## EXERCISE
Copy each row below verbatim, leaving nothing out and changing nothing.

## GIVEN DATA

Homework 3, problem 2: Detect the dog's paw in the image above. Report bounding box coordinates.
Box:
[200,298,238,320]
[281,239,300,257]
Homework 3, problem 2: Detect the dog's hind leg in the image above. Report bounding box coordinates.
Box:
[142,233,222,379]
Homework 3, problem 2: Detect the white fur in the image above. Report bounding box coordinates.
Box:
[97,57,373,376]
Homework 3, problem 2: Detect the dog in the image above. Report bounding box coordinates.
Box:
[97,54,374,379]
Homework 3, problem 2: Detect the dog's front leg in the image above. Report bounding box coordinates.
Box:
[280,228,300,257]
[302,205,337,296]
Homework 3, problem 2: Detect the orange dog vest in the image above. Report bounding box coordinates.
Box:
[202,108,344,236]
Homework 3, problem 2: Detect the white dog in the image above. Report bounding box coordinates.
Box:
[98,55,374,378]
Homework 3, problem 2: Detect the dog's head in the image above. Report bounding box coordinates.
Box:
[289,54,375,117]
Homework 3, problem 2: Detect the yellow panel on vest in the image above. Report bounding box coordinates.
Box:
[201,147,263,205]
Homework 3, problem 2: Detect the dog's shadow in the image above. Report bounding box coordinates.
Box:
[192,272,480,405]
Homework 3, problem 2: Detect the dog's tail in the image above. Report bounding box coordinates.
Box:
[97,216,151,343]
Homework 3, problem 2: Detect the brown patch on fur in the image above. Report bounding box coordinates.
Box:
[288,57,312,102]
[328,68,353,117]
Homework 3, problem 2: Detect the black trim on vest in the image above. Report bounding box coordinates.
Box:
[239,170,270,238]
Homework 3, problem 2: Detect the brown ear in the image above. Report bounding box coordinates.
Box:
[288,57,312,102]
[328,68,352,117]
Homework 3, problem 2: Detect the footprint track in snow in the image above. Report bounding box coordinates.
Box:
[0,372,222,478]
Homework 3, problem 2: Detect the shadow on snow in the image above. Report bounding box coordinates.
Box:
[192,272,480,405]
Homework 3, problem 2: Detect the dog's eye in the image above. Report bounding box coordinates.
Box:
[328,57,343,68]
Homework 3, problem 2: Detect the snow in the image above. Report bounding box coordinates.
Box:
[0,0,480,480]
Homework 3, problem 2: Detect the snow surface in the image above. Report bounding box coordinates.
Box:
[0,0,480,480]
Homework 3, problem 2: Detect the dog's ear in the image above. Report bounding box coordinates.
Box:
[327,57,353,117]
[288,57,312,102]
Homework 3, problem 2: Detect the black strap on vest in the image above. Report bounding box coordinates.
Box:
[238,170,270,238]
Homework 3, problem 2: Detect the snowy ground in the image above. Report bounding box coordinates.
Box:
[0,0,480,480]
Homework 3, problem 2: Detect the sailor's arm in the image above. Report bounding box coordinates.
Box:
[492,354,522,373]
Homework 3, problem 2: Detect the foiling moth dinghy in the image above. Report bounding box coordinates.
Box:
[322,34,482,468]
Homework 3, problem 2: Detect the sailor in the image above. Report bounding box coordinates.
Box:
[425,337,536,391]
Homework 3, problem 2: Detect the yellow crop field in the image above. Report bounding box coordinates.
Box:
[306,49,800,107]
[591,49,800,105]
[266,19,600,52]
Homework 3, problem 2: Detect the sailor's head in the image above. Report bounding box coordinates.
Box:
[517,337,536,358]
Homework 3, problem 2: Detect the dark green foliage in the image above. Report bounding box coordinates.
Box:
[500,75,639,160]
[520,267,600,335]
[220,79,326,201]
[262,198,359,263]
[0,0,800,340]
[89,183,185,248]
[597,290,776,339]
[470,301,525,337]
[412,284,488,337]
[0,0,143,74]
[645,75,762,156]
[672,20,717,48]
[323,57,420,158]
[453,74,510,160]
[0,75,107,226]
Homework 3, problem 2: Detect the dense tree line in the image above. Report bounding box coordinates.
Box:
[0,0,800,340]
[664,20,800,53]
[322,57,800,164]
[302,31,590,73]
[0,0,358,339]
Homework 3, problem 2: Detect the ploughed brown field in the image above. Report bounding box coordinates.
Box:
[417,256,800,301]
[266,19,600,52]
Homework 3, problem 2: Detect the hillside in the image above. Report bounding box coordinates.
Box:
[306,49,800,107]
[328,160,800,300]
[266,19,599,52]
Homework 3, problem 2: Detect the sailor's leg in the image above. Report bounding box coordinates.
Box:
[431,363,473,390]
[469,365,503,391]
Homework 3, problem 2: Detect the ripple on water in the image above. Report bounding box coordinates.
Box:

## WRITTEN RESPONSE
Homework 3, problem 2: Detect the dog's paw in the image above. Report bounding box coordinates.
Box:
[200,298,238,320]
[281,239,300,257]
Homework 3, problem 2: Detect the dog's hind leg in the image above. Report bounding box coordinates.
Box:
[142,233,222,379]
Homework 3, problem 2: Detect the white fur in the image above. Report bounding box coordinates.
Box:
[97,57,373,376]
Homework 3, problem 2: Detect the dog in the image above. Report bounding box coordinates.
Box:
[97,54,374,379]
Homework 3, problem 2: Detect the dog's front leg in the image above. Report bounding box coordinates.
Box:
[280,228,300,257]
[302,205,337,296]
Homework 3, problem 2: Detect the orange dog vest in the image above. Report bounding box coordinates.
Box:
[202,108,344,236]
Homework 3, problem 2: Detect the white dog in the image above. Report bounding box coordinates.
Box:
[98,55,374,378]
Homework 3, problem 2: Detect the dog's head in the image above. Report bounding box coordinates.
Box:
[289,54,375,117]
Homework 3, problem 2: Detect the yellow panel on vest in the image above. Report bounding box coordinates.
Box:
[201,147,263,205]
Homework 3, problem 2: Detect the dog's shadow in the image above. Report bounding box coordinates.
Box:
[192,272,480,405]
Homework 3, problem 2: Detect the dog's tail in the image above. Report bounding box coordinates.
Box:
[97,216,151,343]
Homework 3, problem 2: Detect the brown patch on fur in the image above. Report bounding box coordinates.
Box:
[288,57,312,102]
[328,68,353,117]
Homework 3, problem 2: Detect the black trim on vest in the image above. Report bounding box coordinates.
Box:
[239,170,270,238]
Homework 3, problem 2: Detect the brown ear in the image above. Report bounding box coordinates.
Box:
[288,57,312,102]
[328,68,352,117]
Homework 3, problem 2: Detect the footprint track in snow in the image above. Report bounding box coordinates.
Box:
[0,372,222,478]
Homework 3, problem 2: Detect the shadow on snow in the image above. Report bounding box coordinates.
Box:
[192,272,480,405]
Homework 3, problem 2: Detect the dog's eye in the image above. Report bounding box coordinates.
Box:
[328,57,343,68]
Homework 3, problem 2: Detect the snow in the image above. Report bounding box coordinates.
Box:
[0,0,480,480]
Homework 3, problem 2: Detect the snow surface in the image above. Report bounding box coordinates.
Box:
[0,0,480,480]
Homework 3, problem 2: Detect the dog's ear in the image above. Report bounding box coordinates.
Box:
[327,57,353,117]
[288,57,312,102]
Homework 3, problem 2: Detect the black strap on vest in the image above. Report bounding box coordinates.
Box:
[238,170,270,238]
Homework 3, problem 2: Detect the snowy ground in the image above. Report bounding box coordinates.
Box:
[0,0,480,480]
Homework 3, problem 2: Detect the sailor's arm in the image above. Report bounding box coordinates.
Box:
[492,354,522,373]
Homework 3, problem 2: Detect the foiling moth dinghy in the image above. Report bounding box coordinates.
Box:
[322,34,482,468]
Homework 3, problem 2: Detect the sailor in the image above. Report bounding box coordinates.
Box:
[425,337,536,391]
Homework 3, problem 2: Detect the yellow crop field in the image above. Report bounding box coordinates.
Box:
[306,49,800,107]
[591,49,800,105]
[266,19,600,52]
Homework 3, problem 2: Detect the sailor's head in the image above. Report bounding box coordinates.
Box:
[517,337,536,358]
Homework 3, problem 2: Detect the dark green foliage in the image above. Report bounding box coordinates.
Box:
[500,75,639,160]
[520,267,600,335]
[220,79,326,201]
[262,198,359,263]
[0,0,800,340]
[89,183,185,248]
[597,290,776,339]
[470,301,525,337]
[412,284,488,337]
[0,0,143,74]
[645,75,762,156]
[672,20,717,48]
[323,57,420,158]
[453,74,510,160]
[0,75,107,226]
Homework 3, problem 2: Detect the dense tree line in the image above. Report bounding box coordinates.
Box:
[0,0,800,340]
[664,20,800,53]
[322,57,800,164]
[302,31,590,73]
[0,0,358,339]
Homework 3, problem 2: Detect the ploughed brown field in the image above. Report bounding box coordinates.
Box:
[417,256,800,301]
[266,19,600,52]
Homework 3, problem 2: Detect the hillside in the image above. Report bounding box coordinates.
Box:
[306,49,800,107]
[328,160,800,300]
[266,19,599,52]
Homework 3, problem 2: Detect the sailor's leg in the image above. Report bounding box coordinates.
Box:
[431,363,473,390]
[469,365,503,391]
Homework 3, problem 2: Detect the ripple on water in the image above. Report bounding box coordinates.
Box:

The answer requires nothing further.